═══ Data records

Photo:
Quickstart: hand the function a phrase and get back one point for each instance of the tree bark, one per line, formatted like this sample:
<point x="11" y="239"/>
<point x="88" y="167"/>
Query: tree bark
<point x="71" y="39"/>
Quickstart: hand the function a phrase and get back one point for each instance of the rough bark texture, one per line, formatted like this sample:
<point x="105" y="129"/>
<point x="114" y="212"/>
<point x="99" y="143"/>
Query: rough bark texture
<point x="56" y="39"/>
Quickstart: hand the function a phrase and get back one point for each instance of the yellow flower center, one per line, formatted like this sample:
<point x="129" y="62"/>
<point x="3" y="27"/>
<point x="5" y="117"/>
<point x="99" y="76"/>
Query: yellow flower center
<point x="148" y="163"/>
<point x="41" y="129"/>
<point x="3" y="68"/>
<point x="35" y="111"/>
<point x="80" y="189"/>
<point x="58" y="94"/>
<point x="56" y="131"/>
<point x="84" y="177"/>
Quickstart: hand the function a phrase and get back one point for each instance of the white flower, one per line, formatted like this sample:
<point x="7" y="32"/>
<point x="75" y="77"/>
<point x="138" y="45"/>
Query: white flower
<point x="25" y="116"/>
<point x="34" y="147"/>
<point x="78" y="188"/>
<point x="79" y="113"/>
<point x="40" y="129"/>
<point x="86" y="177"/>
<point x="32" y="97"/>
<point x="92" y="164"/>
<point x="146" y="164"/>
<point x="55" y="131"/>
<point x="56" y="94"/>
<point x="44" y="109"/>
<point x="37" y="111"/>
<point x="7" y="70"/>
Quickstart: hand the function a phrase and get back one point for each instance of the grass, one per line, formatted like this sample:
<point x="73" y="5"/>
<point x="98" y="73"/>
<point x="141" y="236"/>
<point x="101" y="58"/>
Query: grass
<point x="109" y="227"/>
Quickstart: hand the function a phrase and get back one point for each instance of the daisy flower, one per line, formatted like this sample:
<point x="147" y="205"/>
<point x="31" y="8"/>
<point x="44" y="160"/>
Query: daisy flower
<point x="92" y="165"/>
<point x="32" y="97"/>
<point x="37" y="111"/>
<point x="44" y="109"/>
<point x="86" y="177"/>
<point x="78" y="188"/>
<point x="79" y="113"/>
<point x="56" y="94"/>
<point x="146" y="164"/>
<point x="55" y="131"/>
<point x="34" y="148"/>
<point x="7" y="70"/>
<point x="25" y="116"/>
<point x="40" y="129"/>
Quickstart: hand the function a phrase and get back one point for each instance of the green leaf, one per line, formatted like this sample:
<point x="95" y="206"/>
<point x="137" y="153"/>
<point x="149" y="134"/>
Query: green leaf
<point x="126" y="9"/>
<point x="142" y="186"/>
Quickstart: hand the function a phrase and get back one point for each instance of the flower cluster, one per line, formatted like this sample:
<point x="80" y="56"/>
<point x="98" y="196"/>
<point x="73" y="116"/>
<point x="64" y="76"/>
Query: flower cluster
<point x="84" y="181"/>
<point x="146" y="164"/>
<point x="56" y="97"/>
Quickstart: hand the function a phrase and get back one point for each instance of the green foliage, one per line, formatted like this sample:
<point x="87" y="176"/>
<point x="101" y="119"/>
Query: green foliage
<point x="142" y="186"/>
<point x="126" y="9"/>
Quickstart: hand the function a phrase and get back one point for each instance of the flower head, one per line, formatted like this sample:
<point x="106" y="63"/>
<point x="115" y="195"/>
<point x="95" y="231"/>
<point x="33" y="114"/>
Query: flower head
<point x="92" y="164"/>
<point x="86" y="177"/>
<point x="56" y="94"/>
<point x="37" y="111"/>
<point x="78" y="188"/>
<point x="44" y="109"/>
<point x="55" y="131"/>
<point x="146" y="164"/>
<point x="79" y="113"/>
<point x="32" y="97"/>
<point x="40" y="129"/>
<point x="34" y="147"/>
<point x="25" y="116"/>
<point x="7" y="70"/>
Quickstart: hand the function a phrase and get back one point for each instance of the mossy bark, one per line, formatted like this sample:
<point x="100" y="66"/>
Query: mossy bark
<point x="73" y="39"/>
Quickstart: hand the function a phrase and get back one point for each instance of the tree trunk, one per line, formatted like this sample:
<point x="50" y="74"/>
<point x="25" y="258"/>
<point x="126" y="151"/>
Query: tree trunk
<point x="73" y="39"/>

══════

__Your goal__
Quote the data above in full, changing nothing.

__Answer to the exercise__
Photo:
Quickstart: hand the function a phrase and get back one point for each instance of the tree bark, one per line, formatted like this sample:
<point x="11" y="239"/>
<point x="88" y="167"/>
Query: tree bark
<point x="71" y="39"/>
Quickstart: hand the function a phrase and get back one point for each instance of the rough bark texture, one per line, formatted like this sample:
<point x="105" y="129"/>
<point x="114" y="212"/>
<point x="99" y="143"/>
Query: rough bark texture
<point x="56" y="39"/>
Quickstart: hand the function a phrase and get back one point for each instance of the yellow flower center, one per line, formatted like this sample:
<point x="129" y="62"/>
<point x="3" y="27"/>
<point x="5" y="117"/>
<point x="99" y="76"/>
Query: yellow flower center
<point x="148" y="163"/>
<point x="41" y="129"/>
<point x="3" y="68"/>
<point x="35" y="111"/>
<point x="80" y="189"/>
<point x="58" y="94"/>
<point x="56" y="131"/>
<point x="84" y="177"/>
Quickstart: hand the function a phrase and get back one point for each instance of the white flower, one per line, formatted like this sample:
<point x="7" y="32"/>
<point x="75" y="77"/>
<point x="138" y="45"/>
Query: white flower
<point x="25" y="116"/>
<point x="34" y="147"/>
<point x="78" y="188"/>
<point x="79" y="113"/>
<point x="40" y="129"/>
<point x="86" y="177"/>
<point x="32" y="97"/>
<point x="92" y="164"/>
<point x="146" y="164"/>
<point x="55" y="131"/>
<point x="56" y="94"/>
<point x="44" y="109"/>
<point x="37" y="111"/>
<point x="7" y="70"/>
Quickstart: hand the function a phrase and get back one point for each instance of the grass, one per line, formatted like this sample:
<point x="73" y="5"/>
<point x="98" y="73"/>
<point x="141" y="236"/>
<point x="101" y="58"/>
Query: grass
<point x="109" y="227"/>
Quickstart: hand the function a phrase and get back one point for each instance of the daisy flower, one per line, formatted like this sample:
<point x="147" y="205"/>
<point x="31" y="8"/>
<point x="44" y="160"/>
Query: daisy flower
<point x="92" y="165"/>
<point x="32" y="97"/>
<point x="37" y="111"/>
<point x="44" y="109"/>
<point x="86" y="177"/>
<point x="78" y="188"/>
<point x="79" y="113"/>
<point x="56" y="94"/>
<point x="146" y="164"/>
<point x="55" y="131"/>
<point x="34" y="148"/>
<point x="7" y="70"/>
<point x="25" y="116"/>
<point x="40" y="129"/>
Quickstart: hand the function a phrase and get back one point for each instance of the green leaf, one per line, formatted like this sample:
<point x="95" y="206"/>
<point x="137" y="153"/>
<point x="149" y="134"/>
Query: green leaf
<point x="126" y="9"/>
<point x="142" y="186"/>
Quickstart: hand the function a phrase and get back one point for each instance of the flower cluster, one per line, formatted like this sample:
<point x="80" y="56"/>
<point x="98" y="196"/>
<point x="73" y="116"/>
<point x="64" y="76"/>
Query: flower cluster
<point x="84" y="181"/>
<point x="146" y="164"/>
<point x="56" y="97"/>
Quickstart: hand the function a phrase and get back one point for each instance of the green foliage, one per line, formatted like this sample:
<point x="87" y="176"/>
<point x="101" y="119"/>
Query: green foliage
<point x="142" y="186"/>
<point x="126" y="9"/>
Quickstart: hand the function a phrase and get back one point for each instance of the flower head, one per line, formatted like this sample:
<point x="106" y="63"/>
<point x="115" y="195"/>
<point x="95" y="231"/>
<point x="33" y="114"/>
Query: flower head
<point x="92" y="164"/>
<point x="86" y="177"/>
<point x="56" y="94"/>
<point x="37" y="111"/>
<point x="78" y="188"/>
<point x="44" y="109"/>
<point x="55" y="131"/>
<point x="146" y="164"/>
<point x="79" y="113"/>
<point x="32" y="97"/>
<point x="40" y="129"/>
<point x="34" y="147"/>
<point x="25" y="116"/>
<point x="7" y="70"/>
Quickstart: hand the function a phrase and get back one point for each instance of the mossy bark, one per line, formatted like this sample:
<point x="100" y="66"/>
Query: mossy bark
<point x="73" y="39"/>
Quickstart: hand the function a phrase and get back one point for each instance of the tree trunk, one per line, formatted like this sample:
<point x="50" y="74"/>
<point x="25" y="258"/>
<point x="126" y="151"/>
Query: tree trunk
<point x="73" y="39"/>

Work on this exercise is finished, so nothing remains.